TEXT SEGMENT »
[START]
Commercial Molasses Corporation v. New York Tank Barge Corporation the No 73

Citation314 U.S. 104,86 L.Ed. 89,62 S.Ct. 156
Decision Date17 November 1941
Docket NumberNo. 14,14
PartiesCOMMERCIAL MOLASSES CORPORATION v. NEW YORK TANK BARGE CORPORATION. THE T.N. NO. 73. Re
CourtUnited States Supreme Court

Messrs. T. Catesby Jones and Leonard J. Matteson, both of New York City, for petitioner.

Mr. Robert S. Erskine, of New York City, for respondent.

Mr. Chief Justice STONE delivered the opinion of the Court.

This is a proceeding in admiralty originating in the District Court upon a petition by respondent as chartered owner of the tank barge 'T.N. No. 73', for limitation of liability for damage to petitioner's shipment of molasses resulting from the sinking of the barge in New York harbor.

Petitioner, the sole claimant in the limitation proceeding, filed, in behalf of the insurer, its claim for loss of the molasses on the barge, which sank on Oct. 23, 1937, while taking on the shipment from the S.S. 'Althelsultan'. The barge sank in smooth water, without contact with any other vessel or external object to account for the sinking. By the contract of affreightment with petitioner's predecessor in interest, extended to cover the year 1937, respondent undertook to transport the molasses by barges in New York harbor from vessels or tidewater refineries to the shipper's customers and agreed that the barges are 'tight, staunch, strong and in every way fitted for the carriage of molasses within the limits above mentioned and (respondent) will maintain the barges in such condition during the life of this contract.' The contract also con- tained an undertaking on the part of the shipper of the molasses to effect insurance on cargoes for the account of respondent, the breach of which, it is contended, operated to relieve respondent from liability for any unseaworthiness of the barge.

The 'T.N. No. 73' was a steel tank barge with four cargo tanks, two forward and two aft, separated by bulkheads, one extending fore and aft and the other athwartship. It had a rake fore and aft beginning 23 inches below the deck, affording space for fore and aft peak tanks. The customary method of stowing the barge was to pump the molasses into the forward tanks until the barge had a specified freeboard, then into the stern tanks until the stern had another specified freeboard, then back into the forward tanks until the barge was trimmed fore and aft.
[END]
LIST OF TASKS »
1. According to the opinion, on what date did the barge sink?
2. Revise the opinion's passage starting with "Mr. Robert S." and going on through "New York harbor." so that "District Court" is replaced by "trial court".

MATERIAL PROVIDED »
[START]
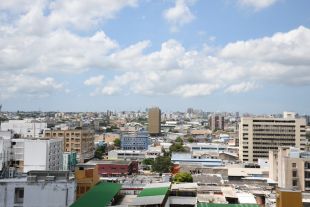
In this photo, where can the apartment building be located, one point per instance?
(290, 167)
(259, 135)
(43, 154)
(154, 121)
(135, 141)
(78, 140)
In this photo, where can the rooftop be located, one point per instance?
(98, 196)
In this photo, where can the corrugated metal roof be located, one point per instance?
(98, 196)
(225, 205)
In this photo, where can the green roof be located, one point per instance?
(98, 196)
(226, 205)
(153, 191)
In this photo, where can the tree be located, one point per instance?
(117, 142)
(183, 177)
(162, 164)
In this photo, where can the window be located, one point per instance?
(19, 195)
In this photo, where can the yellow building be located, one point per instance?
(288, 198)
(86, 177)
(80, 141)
[END]
[START]
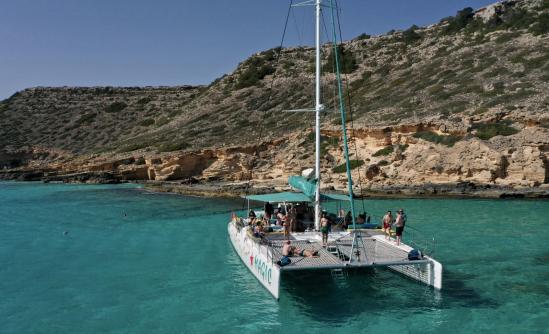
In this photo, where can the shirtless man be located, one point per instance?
[END]
ANSWERS TO THE PROBLEMS »
1. Oct. 23, 1937

2.
Mr. Robert S. Erskine, of New York City, for respondent.

Mr. Chief Justice STONE delivered the opinion of the Court.

This is a proceeding in admiralty originating in the trial court upon a petition by respondent as chartered owner of the tank barge 'T.N. No. 73', for limitation of liability for damage to petitioner's shipment of molasses resulting from the sinking of the barge in New York harbor.